BRANO DA LEGGERE:
---*---
La Knesset vota contro la creazione di una nazione palestinese

Il Parlamento israeliano ha detto no alla nascita dello Stato di Palestina nella risoluzione voluta dai partiti della coalizione del premier Netanyahu e della destra dell’opposizione e approvata ieri, 17 luglio, con la maggioranza dei voti. Al Cairo, intanto, continuano le trattative per il cessate il fuoco, mentre l’esercito israeliano attacca nuovamente il sud del Libano. Janiki Cingoli, esperto di Medio Oriente: "Questo voto non facilita il negoziato"

Silvia Giovanrosa – Città del Vaticano

“La creazione di uno Stato palestinese nel cuore di Israele rappresenta una minaccia esistenziale”. Questo è quanto ha affermato la Destra di Unità Nazionale, che ha espresso la totale opposizione ad una soluzione di due Stati nel cuore della Terra Santa. Nella risoluzione approvata ieri, 17 luglio, voluta e votata sia dai partiti della coalizione del primo ministro Benjamin Netanyahu, sia dai partiti di destra dell’opposizione, il Parlamento dello Stato di Israele ha detto no ad uno Stato di Palestina con la maggioranza dei voti. I parlamentari di centrosinistra hanno lasciato la plenaria per evitare di sostenere la decisione. L'approvazione è avvenuta a pochi giorni dalla partenza del premier Netanyahu che, il prossimo 22 luglio, dovrebbe incontrare il presidente degli Stati Uniti, Joe Biden, alla Casa Bianca. E’ nota la posizione della presidenza Usa a favore della creazione di uno Stato palestinese.
---*---
PROBLEMA: Nell'articolo sul voto della Knesset, che cosa hanno fatto i parlamentari di centrosinistra? Rispondi in una frase, per favore.
---*---
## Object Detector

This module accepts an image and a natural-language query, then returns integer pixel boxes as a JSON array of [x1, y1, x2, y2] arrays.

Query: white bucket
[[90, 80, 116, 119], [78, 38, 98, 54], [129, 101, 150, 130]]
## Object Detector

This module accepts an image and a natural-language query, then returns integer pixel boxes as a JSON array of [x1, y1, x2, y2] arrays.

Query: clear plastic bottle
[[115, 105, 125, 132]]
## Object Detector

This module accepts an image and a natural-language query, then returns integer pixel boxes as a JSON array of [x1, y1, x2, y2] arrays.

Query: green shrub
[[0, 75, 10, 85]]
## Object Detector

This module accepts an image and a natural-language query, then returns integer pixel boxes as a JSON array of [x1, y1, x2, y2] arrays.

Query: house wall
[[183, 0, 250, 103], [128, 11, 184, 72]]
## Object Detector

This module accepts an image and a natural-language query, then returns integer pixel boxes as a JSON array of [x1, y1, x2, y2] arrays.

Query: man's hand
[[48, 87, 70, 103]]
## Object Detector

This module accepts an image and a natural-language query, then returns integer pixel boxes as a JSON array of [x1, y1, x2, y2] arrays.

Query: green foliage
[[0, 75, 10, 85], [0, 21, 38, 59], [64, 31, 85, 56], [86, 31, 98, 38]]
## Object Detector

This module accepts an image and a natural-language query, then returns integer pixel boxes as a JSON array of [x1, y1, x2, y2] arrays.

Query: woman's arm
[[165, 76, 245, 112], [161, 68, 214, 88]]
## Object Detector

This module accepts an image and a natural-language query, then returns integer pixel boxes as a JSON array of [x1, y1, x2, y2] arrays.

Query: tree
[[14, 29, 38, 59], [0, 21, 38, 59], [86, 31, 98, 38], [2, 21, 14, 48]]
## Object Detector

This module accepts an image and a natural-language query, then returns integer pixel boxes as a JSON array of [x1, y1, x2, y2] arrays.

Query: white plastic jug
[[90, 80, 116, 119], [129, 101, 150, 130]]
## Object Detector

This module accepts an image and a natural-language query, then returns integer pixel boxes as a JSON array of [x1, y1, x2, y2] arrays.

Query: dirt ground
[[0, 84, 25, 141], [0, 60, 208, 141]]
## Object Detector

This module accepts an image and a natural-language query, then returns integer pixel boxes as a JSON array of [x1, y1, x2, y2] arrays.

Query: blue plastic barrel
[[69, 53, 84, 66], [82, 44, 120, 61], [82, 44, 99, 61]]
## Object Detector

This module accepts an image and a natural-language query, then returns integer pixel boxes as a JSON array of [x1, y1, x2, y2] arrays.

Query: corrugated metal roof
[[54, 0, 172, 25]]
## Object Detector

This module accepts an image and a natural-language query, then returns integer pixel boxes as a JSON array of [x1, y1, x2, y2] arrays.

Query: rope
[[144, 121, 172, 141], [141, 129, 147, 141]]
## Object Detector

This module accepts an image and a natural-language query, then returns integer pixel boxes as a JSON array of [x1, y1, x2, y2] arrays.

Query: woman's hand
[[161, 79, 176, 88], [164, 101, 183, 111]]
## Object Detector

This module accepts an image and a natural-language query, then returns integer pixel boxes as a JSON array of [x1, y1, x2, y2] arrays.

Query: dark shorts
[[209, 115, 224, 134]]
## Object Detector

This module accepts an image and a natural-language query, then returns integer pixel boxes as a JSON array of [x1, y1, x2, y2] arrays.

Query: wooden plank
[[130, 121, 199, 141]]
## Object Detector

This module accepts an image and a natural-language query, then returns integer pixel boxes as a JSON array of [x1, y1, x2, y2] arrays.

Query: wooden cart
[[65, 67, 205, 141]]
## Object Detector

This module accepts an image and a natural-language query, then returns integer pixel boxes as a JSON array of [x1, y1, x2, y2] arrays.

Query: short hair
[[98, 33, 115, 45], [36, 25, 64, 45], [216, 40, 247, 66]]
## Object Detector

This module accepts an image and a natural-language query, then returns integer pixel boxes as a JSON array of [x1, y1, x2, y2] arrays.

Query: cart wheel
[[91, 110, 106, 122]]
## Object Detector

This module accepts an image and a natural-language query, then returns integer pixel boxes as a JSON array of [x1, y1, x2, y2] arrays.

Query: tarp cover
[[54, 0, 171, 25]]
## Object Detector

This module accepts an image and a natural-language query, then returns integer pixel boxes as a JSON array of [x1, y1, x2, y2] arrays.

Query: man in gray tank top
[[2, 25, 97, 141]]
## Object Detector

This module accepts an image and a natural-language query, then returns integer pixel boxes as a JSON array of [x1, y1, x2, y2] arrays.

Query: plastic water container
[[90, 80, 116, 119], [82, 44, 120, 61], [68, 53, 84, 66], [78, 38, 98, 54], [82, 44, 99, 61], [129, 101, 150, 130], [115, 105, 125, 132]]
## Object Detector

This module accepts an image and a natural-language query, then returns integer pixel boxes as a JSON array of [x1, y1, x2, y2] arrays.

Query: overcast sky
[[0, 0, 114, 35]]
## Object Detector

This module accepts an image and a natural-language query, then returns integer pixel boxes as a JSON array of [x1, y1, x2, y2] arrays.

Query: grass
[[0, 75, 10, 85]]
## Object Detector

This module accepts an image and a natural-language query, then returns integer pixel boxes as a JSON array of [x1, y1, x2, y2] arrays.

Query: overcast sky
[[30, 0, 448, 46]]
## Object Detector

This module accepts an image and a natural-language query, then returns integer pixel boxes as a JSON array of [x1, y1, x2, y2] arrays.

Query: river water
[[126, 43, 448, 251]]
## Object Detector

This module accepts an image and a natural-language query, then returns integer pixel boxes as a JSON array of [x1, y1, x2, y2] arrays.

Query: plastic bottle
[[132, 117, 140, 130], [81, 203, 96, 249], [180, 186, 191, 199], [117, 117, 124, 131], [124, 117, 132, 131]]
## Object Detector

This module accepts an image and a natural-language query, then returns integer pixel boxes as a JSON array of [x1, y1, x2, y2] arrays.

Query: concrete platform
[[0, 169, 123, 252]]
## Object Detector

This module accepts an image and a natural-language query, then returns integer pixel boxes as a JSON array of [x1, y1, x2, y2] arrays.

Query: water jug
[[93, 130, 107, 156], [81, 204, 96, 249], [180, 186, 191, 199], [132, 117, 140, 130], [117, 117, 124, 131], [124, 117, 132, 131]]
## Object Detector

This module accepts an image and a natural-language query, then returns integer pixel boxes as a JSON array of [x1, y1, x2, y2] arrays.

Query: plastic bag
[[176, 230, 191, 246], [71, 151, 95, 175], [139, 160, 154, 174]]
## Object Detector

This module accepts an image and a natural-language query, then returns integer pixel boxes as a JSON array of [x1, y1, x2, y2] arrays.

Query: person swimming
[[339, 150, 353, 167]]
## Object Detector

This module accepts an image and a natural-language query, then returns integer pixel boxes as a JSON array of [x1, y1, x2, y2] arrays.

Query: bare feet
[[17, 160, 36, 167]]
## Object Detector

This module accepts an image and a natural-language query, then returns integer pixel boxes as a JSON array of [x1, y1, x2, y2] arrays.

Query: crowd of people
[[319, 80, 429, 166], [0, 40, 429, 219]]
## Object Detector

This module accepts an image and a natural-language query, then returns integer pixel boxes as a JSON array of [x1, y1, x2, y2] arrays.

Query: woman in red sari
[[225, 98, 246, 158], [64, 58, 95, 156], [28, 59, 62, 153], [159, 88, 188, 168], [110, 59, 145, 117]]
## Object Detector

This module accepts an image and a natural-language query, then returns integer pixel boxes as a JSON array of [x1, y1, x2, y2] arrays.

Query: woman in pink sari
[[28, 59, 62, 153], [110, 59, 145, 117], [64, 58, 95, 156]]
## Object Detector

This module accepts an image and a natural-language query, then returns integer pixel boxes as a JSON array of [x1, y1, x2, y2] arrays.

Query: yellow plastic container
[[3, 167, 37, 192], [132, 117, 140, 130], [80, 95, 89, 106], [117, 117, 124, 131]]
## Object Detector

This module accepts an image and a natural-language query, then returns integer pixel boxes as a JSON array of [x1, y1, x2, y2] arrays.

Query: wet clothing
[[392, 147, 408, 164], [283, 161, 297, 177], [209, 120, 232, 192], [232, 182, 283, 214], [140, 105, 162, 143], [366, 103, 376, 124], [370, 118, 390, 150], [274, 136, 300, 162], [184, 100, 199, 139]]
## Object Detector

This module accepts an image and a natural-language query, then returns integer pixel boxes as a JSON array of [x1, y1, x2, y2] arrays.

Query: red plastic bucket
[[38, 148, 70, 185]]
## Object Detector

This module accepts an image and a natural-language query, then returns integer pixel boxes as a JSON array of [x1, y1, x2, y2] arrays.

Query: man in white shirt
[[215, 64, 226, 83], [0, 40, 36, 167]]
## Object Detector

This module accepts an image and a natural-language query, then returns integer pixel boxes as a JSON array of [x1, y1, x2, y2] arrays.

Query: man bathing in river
---*---
RISPOSTA QUI SOTTO: Hanno lasciato la plenaria per evitare di sostenere la decisione.